PASSAGE SHOWN:
• • •

PLoS One is a new peer-reviewed journal (2006) with many interesting features:
- The board includes many respected Computer Scientists: Ananth Grama, Johan Bollen, Josh C. Bongard, Robert P. Futrelle, etc.
- It is the largest Open Access journal in the world: 2,800 articles published in 2008.
- They accept LaTeX submissions.
- Readers can annotate, rate and comment on published papers.
- They have RSS feeds everywhere.
- The publication fees are fair.
- They have the coolest ad ever.
Unfortunately, for a Computer Scientist, it is not yet attractive:
- The Computer Science section is filled with biology and medicine papers making use of Information Technology. In other words, the PLoS One taxonomy confuses Information Technology and Computer Science! Thankfully, I could find one article in Natural Language Processing which might be the first and only Computer Science paper published in PLoS One. So there is hope.
- As a related point, PLoS One is not indexed at the usual places as a Computer Science journal (DBLP, ACM DL, and so on). Of course, no Computer Science indexing is possible until PLoS One correctly classifies the Computer Science articles.
If they could fix these problems, I would gladly submit some of my work to them. PLoS One could become a useful journal in Computer Science over time. What about prestige? PLoS One uses article-level metrics. Instead of trying to be a prestigious journal, PLoS One helps you measure the impact of your own papers.
Update: PLoS Computational Biology is now indexed by DBLP.

• • •

COLLECTED DATA:
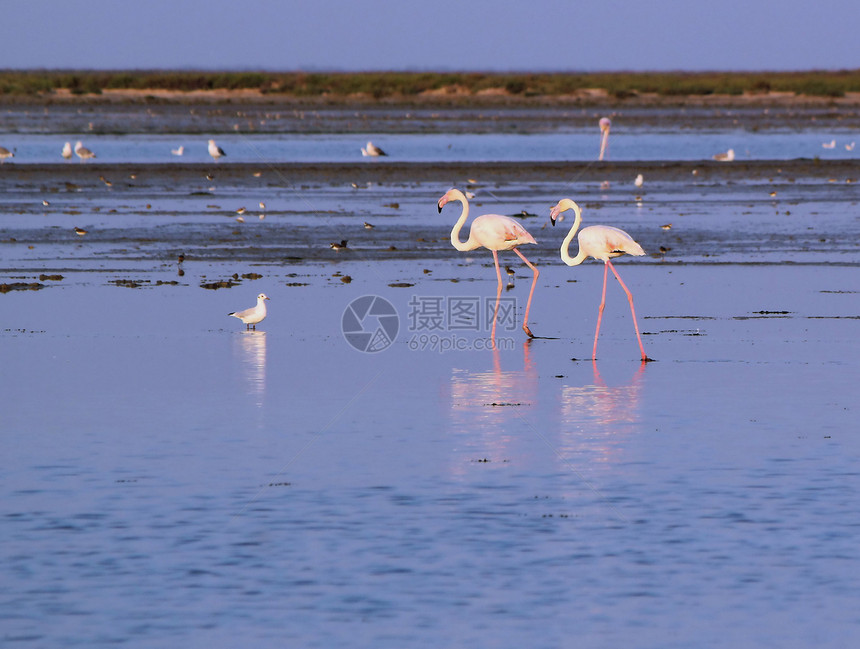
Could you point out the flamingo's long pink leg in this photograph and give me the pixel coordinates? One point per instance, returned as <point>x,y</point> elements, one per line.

• • •

EXERCISE AIM: List every board member whom the PLoS One text above names as a respected Computer Scientist.

EXPECTED OUTPUT: Ananth Grama, Johan Bollen, Josh C. Bongard, Robert P. Futrelle